Try it
Your answer must be the lines from the first one in the material through the line with "Query: tiled shower", retyped exactly and with no pictures.
########
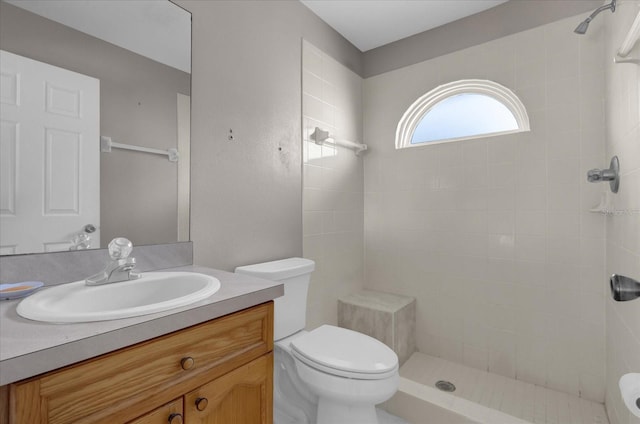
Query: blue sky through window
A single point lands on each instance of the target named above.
(464, 115)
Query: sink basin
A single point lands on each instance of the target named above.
(153, 292)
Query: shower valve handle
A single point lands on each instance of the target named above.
(596, 175)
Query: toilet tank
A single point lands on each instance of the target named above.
(290, 310)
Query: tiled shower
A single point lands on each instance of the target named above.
(493, 237)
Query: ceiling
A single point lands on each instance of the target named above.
(157, 29)
(368, 24)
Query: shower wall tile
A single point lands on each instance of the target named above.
(333, 180)
(493, 236)
(622, 227)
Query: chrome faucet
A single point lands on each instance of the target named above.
(120, 268)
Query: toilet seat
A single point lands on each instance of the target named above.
(345, 353)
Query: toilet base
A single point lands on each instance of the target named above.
(331, 412)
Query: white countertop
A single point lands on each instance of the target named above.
(29, 348)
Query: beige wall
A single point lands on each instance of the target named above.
(246, 195)
(623, 227)
(333, 206)
(493, 236)
(506, 19)
(138, 105)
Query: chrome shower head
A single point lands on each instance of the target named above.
(582, 28)
(584, 25)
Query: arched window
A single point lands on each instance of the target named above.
(461, 110)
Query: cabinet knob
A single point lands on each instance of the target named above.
(201, 404)
(175, 419)
(187, 363)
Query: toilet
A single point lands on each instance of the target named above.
(329, 375)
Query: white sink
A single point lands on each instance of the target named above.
(153, 292)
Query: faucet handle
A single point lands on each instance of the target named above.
(120, 248)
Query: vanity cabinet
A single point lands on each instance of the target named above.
(220, 371)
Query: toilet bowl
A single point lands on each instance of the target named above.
(329, 375)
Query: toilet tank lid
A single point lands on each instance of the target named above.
(279, 270)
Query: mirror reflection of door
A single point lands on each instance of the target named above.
(50, 116)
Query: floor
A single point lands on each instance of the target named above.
(496, 397)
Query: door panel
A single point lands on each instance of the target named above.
(49, 155)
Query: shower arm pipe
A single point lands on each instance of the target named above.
(320, 137)
(629, 42)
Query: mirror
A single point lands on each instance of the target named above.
(138, 53)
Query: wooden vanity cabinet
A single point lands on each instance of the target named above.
(219, 371)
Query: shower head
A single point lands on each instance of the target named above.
(582, 28)
(584, 25)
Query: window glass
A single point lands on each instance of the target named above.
(464, 115)
(461, 110)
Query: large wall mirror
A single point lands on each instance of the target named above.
(83, 83)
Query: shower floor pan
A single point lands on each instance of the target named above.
(482, 398)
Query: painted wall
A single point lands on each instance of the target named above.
(333, 207)
(623, 227)
(138, 105)
(246, 194)
(500, 21)
(493, 236)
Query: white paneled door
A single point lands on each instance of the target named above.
(49, 156)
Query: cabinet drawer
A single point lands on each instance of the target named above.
(122, 385)
(170, 413)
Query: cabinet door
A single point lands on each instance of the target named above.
########
Response below
Query: blue sky through window
A single point lands on each instance of the target named above.
(464, 115)
Query: sink basin
A single point lands on each instance of the target named above.
(153, 292)
Query: shower valve handle
A single point lands on each instance of the target named above.
(596, 175)
Query: toilet tank
A single point lands on each instance of the target named above.
(290, 310)
Query: tiled shower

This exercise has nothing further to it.